● **Instructions for the task**
Rewrite the lines below as a JSON list of strings, one string per line, leaving out blank lines and the pictures.

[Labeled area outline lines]
[BEGIN]
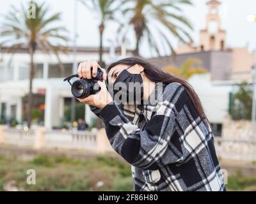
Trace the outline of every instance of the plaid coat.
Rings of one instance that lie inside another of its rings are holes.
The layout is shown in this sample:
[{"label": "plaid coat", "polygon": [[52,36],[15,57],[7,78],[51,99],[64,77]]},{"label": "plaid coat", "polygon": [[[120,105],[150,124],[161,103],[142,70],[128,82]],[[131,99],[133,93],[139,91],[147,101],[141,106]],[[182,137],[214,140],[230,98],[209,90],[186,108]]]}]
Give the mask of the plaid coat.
[END]
● **Exercise result**
[
  "Trace the outline of every instance of the plaid coat.",
  "Rings of one instance that lie inside another of its rings are holes.",
  "The layout is shown in this sample:",
  "[{\"label\": \"plaid coat\", \"polygon\": [[52,36],[15,57],[7,78],[51,99],[64,77]]},{\"label\": \"plaid coat\", \"polygon\": [[[120,105],[150,124],[161,103],[142,70],[128,82]],[[131,99],[133,93],[139,91],[147,101],[141,106]],[[182,137],[214,140],[230,98],[209,90],[186,108]]]}]",
  "Give the mask of the plaid coat."
]